### [WHAT YOU NEED TO DO]
With nothing added or dropped, copy the data that follows exactly.

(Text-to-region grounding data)
********************

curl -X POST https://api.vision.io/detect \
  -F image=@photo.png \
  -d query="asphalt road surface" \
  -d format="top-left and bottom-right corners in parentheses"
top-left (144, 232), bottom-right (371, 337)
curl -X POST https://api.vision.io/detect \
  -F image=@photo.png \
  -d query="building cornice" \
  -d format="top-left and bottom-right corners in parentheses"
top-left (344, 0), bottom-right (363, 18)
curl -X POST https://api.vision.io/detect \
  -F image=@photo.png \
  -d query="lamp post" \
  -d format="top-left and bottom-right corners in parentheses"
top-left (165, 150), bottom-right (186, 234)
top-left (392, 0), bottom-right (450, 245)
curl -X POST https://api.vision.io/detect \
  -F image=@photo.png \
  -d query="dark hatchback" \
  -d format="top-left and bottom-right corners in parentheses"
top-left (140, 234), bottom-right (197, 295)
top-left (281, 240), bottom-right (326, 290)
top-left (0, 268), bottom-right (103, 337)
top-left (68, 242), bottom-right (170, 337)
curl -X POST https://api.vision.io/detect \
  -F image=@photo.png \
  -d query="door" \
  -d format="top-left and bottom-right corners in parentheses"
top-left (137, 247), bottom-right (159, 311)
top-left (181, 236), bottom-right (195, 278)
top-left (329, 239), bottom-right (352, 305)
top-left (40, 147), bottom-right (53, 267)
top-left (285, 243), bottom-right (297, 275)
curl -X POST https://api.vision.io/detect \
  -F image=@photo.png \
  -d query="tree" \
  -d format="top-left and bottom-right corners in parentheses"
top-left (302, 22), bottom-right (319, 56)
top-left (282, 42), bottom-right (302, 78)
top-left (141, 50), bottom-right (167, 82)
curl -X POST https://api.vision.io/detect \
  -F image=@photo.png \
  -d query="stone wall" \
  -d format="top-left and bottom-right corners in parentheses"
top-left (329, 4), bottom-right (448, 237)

********************

### [RESULT OF THIS TASK]
curl -X POST https://api.vision.io/detect \
  -F image=@photo.png \
  -d query="asphalt road surface" \
  -d format="top-left and bottom-right corners in parentheses"
top-left (144, 232), bottom-right (371, 337)
curl -X POST https://api.vision.io/detect \
  -F image=@photo.png \
  -d query="building cornice" \
  -d format="top-left and bottom-right corners in parentheses"
top-left (344, 0), bottom-right (363, 18)
curl -X POST https://api.vision.io/detect \
  -F image=@photo.png \
  -d query="lamp post" \
  -d format="top-left and bottom-right corners in parentheses"
top-left (165, 150), bottom-right (186, 234)
top-left (392, 0), bottom-right (450, 245)
curl -X POST https://api.vision.io/detect \
  -F image=@photo.png \
  -d query="dark hatchback" \
  -d format="top-left and bottom-right corners in parentheses"
top-left (140, 234), bottom-right (197, 295)
top-left (281, 240), bottom-right (326, 290)
top-left (0, 268), bottom-right (103, 337)
top-left (68, 242), bottom-right (170, 337)
curl -X POST https://api.vision.io/detect \
  -F image=@photo.png \
  -d query="door" \
  -d format="top-left and bottom-right corners in parentheses"
top-left (137, 247), bottom-right (159, 311)
top-left (181, 236), bottom-right (195, 278)
top-left (329, 239), bottom-right (352, 305)
top-left (40, 147), bottom-right (53, 267)
top-left (285, 243), bottom-right (297, 275)
curl -X POST https://api.vision.io/detect \
  -F image=@photo.png \
  -d query="tree" \
  -d format="top-left and bottom-right corners in parentheses"
top-left (302, 22), bottom-right (319, 56)
top-left (282, 42), bottom-right (302, 78)
top-left (141, 50), bottom-right (167, 82)
curl -X POST https://api.vision.io/detect \
  -F image=@photo.png \
  -d query="stone wall" \
  -d format="top-left and bottom-right corners in parentheses"
top-left (329, 4), bottom-right (448, 237)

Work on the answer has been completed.